_Texto proporcionado_.
::::::
En otros términos, la identificación implica la univocidad o
por lo menos tiende fuertemente hacia ella, tanto en la vida fáctica como en el
mundo interno del texto: un nombre = un sujeto; un sujeto = un nombre. Si
muchas personas se llaman igual, el discurso y el contexto restauran la
univocidad: cuando hay peligro de a cuál de ellas nos referimos en cada caso
concreto, añadimos el segundo apellido o alguna marca lingüística o contextual
a fin de restablecer la univocidad, entendida aquí como la relación uno a uno
entre nombre o signo lingüístico y objeto o persona.[1]
A partir de lo anterior, es dable afirmar que el sustantivo
propio es intenso, no extenso, mientras que el sustantivo común es más extenso
que intenso, sin dejar de ser esto último.[2]
Con base en el triángulo de Karl Bühler en su Sprachtheorie, de 1934, Lamping
señala tres funciones primordiales del nombre:
1.
Identificadora y
expresiva.
2.
Representativa.
3.
Apelativa.
La función
identificadora
consiste en establecer y fijar una marca distintiva y perdurable de la persona
o del personaje frente al otro, frente a los otros. El aspecto expresivo de
dicha función se refiere a que el nombre no sólo nos identifica, sino que
también pone de manifiesto rasgos voluntarios o involuntarios de nuestra
personalidad (o de la personalidad de una criatura de ficción) a la vista de
los demás: inevitablemente (remata el especialista de lengua alemana) el nombre
dice algo de nosotros, dice algo por nosotros y a veces incluso dice algo en
contra o a favor de nosotros. El presente libro aportará demostraciones de la
importancia del aspecto expresivo del nombre.
::::::
_Información extraída_.
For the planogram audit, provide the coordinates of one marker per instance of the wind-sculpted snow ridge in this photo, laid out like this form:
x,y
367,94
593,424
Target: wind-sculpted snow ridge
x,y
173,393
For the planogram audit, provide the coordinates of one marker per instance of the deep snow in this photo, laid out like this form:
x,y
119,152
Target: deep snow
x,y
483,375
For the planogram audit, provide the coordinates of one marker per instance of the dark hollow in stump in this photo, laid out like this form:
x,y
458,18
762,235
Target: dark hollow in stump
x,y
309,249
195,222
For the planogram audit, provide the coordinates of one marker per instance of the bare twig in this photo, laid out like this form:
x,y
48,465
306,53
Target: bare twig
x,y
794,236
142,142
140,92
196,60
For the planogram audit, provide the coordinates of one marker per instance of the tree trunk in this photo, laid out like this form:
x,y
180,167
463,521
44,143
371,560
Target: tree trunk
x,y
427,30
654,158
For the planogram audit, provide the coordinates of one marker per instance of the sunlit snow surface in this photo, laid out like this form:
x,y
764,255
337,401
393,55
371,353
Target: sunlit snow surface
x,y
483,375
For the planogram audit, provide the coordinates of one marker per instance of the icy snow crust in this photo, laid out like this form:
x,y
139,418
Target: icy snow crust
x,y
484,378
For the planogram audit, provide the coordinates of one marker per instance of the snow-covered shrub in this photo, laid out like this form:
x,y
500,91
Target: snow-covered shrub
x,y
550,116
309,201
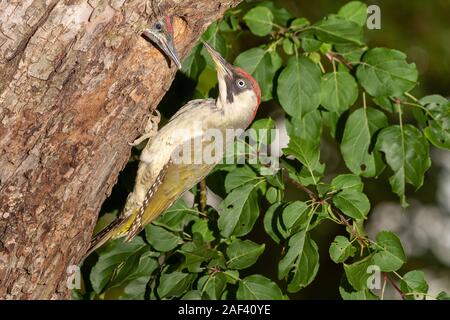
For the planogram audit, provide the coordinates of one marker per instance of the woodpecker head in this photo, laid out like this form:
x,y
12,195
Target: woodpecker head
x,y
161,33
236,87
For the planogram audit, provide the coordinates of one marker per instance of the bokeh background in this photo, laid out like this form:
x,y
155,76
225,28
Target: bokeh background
::::::
_Consigna A_.
Responde estas preguntas sobre el texto acerca del nombre propio:
(i) ¿Qué añadimos cuando hay peligro de confundir a varias personas que se llaman igual?
(ii) ¿En qué se basa Lamping para señalar las funciones del nombre?
(iii) ¿Cuáles son las tres funciones primordiales del nombre?
_Consigna B_. Continúa el texto acerca del nombre propio a partir de su última oración.
Los registros no hacen falta para nada de lo que sigue.

_Resultado del ejercicio A_.
(i) El segundo apellido o alguna marca lingüística o contextual.
(ii) En el triángulo de Karl Bühler, en su Sprachtheorie, de 1934.
(iii) Identificadora y expresiva, representativa y apelativa.

_Resultado del ejercicio B_.
La función
representativa
consiste en ser la denominación que distingue a un sujeto. Nuestro nombre es nuestro
representante. Cuando no estamos, nuestro nombre actúa en nuestro lugar allí
donde se hace necesario hablar de nosotros y traernos a cuenta aunque estemos
en otra parte: somos el referente de la conversación. El nombre propio es lo
bastante estable para que dicha representación se realice con toda normalidad y
fluidez. Los creadores, que aprovechan los resquicios de la realidad y del
lenguaje, también aprovechan los resquicios de la función representativa del
nombre (y de la expresiva y de la apelativa), por ejemplo cuando se rompe la
regla de oro, y un solo nombre es susceptible de aplicarse a más de una persona
o bien una sola persona por alguna razón insólita posee dos nombres completos,
y alguien la conoce por uno de los dos y alguien más la conoce por el otro.
La función apelativa se refiere a la
posibilidad que tiene el nombre de servir de palabra clave para llamar a la
persona en cuestión y para que ella se sienta aludida e impelida a responder.
Esta tarea de la función apelativa es susceptible de ampliarse hasta alcanzar
un principio más amplio, de algún modo sugerido ya por Roland Barthes en s/z: el nombre propio ya de por sí
llama, atrae, apela, se separa visualmente del resto del discurso así sea por
las mayúsculas y por la ya referida intensidad intrínseca.
Ahora bien, ni el nombre propio posee el control absoluto de
la identificación de la persona o del personaje ni la identificación es la
única tarea del nombre propio, por más que normalmente sea la más relevante y
la más inmediata y perceptible: tanto una persona como un personaje son
susceptibles de identificarse con mecanismos lingüísticos o pragmáticos que van
más allá o están más acá del nombre.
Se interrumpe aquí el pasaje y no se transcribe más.